((

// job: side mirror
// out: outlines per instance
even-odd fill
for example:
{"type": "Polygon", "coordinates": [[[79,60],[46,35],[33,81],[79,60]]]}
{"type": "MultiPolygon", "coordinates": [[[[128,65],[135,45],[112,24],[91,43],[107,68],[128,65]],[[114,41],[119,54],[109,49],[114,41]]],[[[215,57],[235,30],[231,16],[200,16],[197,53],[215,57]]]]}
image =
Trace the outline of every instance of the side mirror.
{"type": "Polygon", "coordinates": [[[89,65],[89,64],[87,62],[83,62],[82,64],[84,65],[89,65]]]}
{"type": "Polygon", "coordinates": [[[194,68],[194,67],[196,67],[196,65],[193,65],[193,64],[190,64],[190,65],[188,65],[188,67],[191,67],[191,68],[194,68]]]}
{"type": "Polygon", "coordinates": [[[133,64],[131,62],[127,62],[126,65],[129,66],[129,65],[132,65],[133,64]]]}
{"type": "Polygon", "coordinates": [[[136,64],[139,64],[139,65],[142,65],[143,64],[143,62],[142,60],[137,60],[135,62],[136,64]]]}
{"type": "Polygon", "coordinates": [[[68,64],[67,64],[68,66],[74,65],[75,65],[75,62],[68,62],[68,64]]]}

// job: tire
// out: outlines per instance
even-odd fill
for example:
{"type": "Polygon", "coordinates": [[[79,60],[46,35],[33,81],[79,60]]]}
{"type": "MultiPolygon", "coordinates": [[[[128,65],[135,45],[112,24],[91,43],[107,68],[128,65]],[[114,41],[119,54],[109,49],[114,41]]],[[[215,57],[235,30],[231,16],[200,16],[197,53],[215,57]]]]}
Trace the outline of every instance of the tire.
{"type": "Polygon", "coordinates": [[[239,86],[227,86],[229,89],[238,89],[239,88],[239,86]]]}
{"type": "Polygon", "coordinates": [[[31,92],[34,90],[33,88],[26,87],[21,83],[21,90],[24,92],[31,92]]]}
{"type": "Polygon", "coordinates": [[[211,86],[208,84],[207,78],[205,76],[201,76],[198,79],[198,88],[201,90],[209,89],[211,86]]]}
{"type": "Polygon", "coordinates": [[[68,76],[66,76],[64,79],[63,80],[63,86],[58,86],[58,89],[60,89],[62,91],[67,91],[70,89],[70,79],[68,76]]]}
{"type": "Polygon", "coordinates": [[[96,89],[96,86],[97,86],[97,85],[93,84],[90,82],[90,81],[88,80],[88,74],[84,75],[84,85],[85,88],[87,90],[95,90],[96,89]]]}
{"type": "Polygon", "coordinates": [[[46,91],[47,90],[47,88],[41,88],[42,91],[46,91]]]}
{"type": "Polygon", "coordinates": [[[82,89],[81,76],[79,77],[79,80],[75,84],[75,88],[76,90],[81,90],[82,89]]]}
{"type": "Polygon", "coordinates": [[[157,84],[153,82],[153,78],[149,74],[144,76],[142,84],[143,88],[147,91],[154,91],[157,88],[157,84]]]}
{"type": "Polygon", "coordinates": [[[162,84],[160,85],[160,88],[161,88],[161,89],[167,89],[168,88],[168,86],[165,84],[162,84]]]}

))

The exercise. Retype the listing above in full, with no alterations.

Full response.
// job: side mirror
// out: outlines per instance
even-odd fill
for example:
{"type": "Polygon", "coordinates": [[[79,60],[46,35],[33,81],[79,60]]]}
{"type": "MultiPolygon", "coordinates": [[[[128,65],[135,45],[112,24],[91,43],[107,68],[128,65]],[[114,41],[119,54],[109,49],[114,41]]],[[[215,57],[235,30],[231,16],[200,16],[197,53],[215,57]]]]}
image =
Trace the outline of every instance of the side mirror.
{"type": "Polygon", "coordinates": [[[89,65],[89,64],[87,62],[83,62],[82,64],[84,65],[89,65]]]}
{"type": "Polygon", "coordinates": [[[194,68],[194,67],[196,67],[196,65],[193,65],[193,64],[190,64],[190,65],[188,65],[188,67],[191,67],[191,68],[194,68]]]}
{"type": "Polygon", "coordinates": [[[133,64],[131,62],[127,62],[126,65],[129,66],[129,65],[132,65],[133,64]]]}
{"type": "Polygon", "coordinates": [[[136,64],[139,64],[139,65],[142,65],[143,64],[143,62],[142,60],[137,60],[135,62],[136,64]]]}
{"type": "Polygon", "coordinates": [[[68,64],[67,64],[68,66],[74,65],[75,65],[75,62],[68,62],[68,64]]]}

// job: tire
// out: outlines per instance
even-odd fill
for example:
{"type": "Polygon", "coordinates": [[[79,60],[46,35],[33,81],[79,60]]]}
{"type": "MultiPolygon", "coordinates": [[[[128,65],[135,45],[112,24],[91,43],[107,68],[128,65]],[[114,41],[119,54],[109,49],[114,41]]],[[[215,57],[235,30],[231,16],[200,16],[197,53],[215,57]]]]}
Trace the outline of every instance of the tire.
{"type": "Polygon", "coordinates": [[[239,86],[227,86],[229,89],[238,89],[239,88],[239,86]]]}
{"type": "Polygon", "coordinates": [[[31,92],[34,90],[33,88],[26,87],[21,83],[21,90],[24,92],[31,92]]]}
{"type": "Polygon", "coordinates": [[[211,86],[208,84],[207,78],[205,76],[201,76],[198,79],[198,88],[201,90],[209,89],[211,86]]]}
{"type": "Polygon", "coordinates": [[[68,76],[66,76],[64,79],[63,80],[63,86],[58,86],[58,89],[60,89],[62,91],[67,91],[70,89],[70,79],[68,76]]]}
{"type": "Polygon", "coordinates": [[[96,89],[96,86],[97,86],[97,85],[93,84],[90,82],[90,81],[88,80],[88,74],[84,75],[84,85],[85,88],[87,90],[95,90],[96,89]]]}
{"type": "Polygon", "coordinates": [[[46,91],[47,90],[47,88],[41,88],[42,91],[46,91]]]}
{"type": "Polygon", "coordinates": [[[82,89],[81,76],[79,77],[79,80],[75,84],[75,88],[76,90],[81,90],[82,89]]]}
{"type": "Polygon", "coordinates": [[[157,84],[153,82],[153,78],[149,74],[144,76],[142,84],[143,88],[147,91],[154,91],[157,88],[157,84]]]}
{"type": "Polygon", "coordinates": [[[162,84],[160,85],[160,88],[161,88],[161,89],[167,89],[168,88],[168,86],[165,84],[162,84]]]}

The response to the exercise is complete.